*** Opening of MATERIAL PROVIDED ***

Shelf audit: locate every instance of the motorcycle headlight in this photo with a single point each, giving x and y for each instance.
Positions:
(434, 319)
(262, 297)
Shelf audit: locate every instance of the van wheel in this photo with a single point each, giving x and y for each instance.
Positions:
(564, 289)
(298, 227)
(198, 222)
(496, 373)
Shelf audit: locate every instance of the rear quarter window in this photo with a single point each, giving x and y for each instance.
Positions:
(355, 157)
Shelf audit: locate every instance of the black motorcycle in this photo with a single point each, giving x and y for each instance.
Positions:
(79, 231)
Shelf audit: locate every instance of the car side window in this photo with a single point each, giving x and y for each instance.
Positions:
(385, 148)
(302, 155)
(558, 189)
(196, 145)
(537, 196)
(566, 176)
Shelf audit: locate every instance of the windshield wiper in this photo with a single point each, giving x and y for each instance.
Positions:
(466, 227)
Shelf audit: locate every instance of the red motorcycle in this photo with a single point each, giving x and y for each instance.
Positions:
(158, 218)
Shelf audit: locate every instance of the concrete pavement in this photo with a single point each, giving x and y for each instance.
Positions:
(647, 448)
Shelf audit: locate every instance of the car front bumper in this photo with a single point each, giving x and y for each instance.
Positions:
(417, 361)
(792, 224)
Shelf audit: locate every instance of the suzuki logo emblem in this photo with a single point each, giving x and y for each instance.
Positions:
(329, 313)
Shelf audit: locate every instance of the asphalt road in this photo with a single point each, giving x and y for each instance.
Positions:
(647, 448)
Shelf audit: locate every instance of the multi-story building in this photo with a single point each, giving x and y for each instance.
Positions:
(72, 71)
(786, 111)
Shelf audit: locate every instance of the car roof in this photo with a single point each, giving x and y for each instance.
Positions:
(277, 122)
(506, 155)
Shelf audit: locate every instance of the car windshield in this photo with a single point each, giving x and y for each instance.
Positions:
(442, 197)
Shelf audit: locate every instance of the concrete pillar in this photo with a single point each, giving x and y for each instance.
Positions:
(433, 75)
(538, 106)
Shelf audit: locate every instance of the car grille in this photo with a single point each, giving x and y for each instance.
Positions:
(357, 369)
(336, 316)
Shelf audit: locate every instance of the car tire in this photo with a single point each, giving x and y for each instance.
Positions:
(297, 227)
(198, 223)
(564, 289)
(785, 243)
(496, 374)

*** Close of MATERIAL PROVIDED ***

Your response must contain all of the records, copied exactly.

RESULT FOR THIS EXERCISE ::
Shelf audit: locate every instance of the motorcycle headlight in this photo with a single point each, giving x and y for each instance.
Positions:
(434, 319)
(262, 297)
Shelf audit: locate every instance of the van wheel in this photo with a single point each, giving x and y for each instance.
Positions:
(564, 289)
(298, 227)
(198, 222)
(496, 373)
Shelf audit: locate every instance of the rear quarter window in this photo with a single point each, giving x and y for each instance.
Positions:
(355, 157)
Shelf audit: locate every instance of the black motorcycle in this photo with a single point each, giving x and y for each instance.
Positions:
(79, 231)
Shelf audit: locate every instance of the car side window in this photo with a single point each, giving x and y for each instance.
Positions:
(385, 148)
(302, 155)
(558, 189)
(196, 145)
(537, 196)
(566, 176)
Shelf audit: locate every instance of the windshield wiper in this photo with a single point each, giving x and y for each instance.
Positions:
(466, 227)
Shelf audit: locate every instance of the red motorcycle in this photo with a single point each, giving x and y for each instance.
Positions:
(158, 218)
Shelf audit: locate every instance of the concrete pavement in this photo with a single point each, giving x and y for each instance.
Positions:
(647, 448)
Shelf audit: locate every instance of the car front bumper in this photo with a single point each, giving x and y for each instance.
Positions:
(417, 361)
(792, 224)
Shelf audit: locate every instance of the suzuki logo emblem in this photo with a single point each, giving x and y for each instance.
Positions:
(329, 313)
Shelf audit: locate every instance of the asphalt road in this photo with a single point each, giving x and y for each instance.
Positions:
(647, 448)
Shelf audit: locate every instance of the multi-story building in this photo with a single point each, giving x and y for each instance.
Positions:
(72, 71)
(786, 111)
Shelf audit: locate every instance of the car roof in this photo with a single point each, giving x and y for each instance.
Positions:
(277, 122)
(506, 155)
Shelf audit: locate every instance of the car windshield in this photo with a single point each, giving x and y for each instance.
Positions:
(442, 197)
Shelf audit: locate every instance of the concrete pillar in this photo with a single point each, giving x and y for each instance.
Positions:
(433, 75)
(538, 106)
Shelf audit: locate every instance of the car grille in this photo with a single point each, giving x and y for each instance.
Positions:
(357, 369)
(336, 316)
Shelf audit: locate every instance of the car tire in this photo with a single point each, giving x and y for each instance.
Positions:
(297, 227)
(198, 223)
(564, 289)
(785, 243)
(496, 374)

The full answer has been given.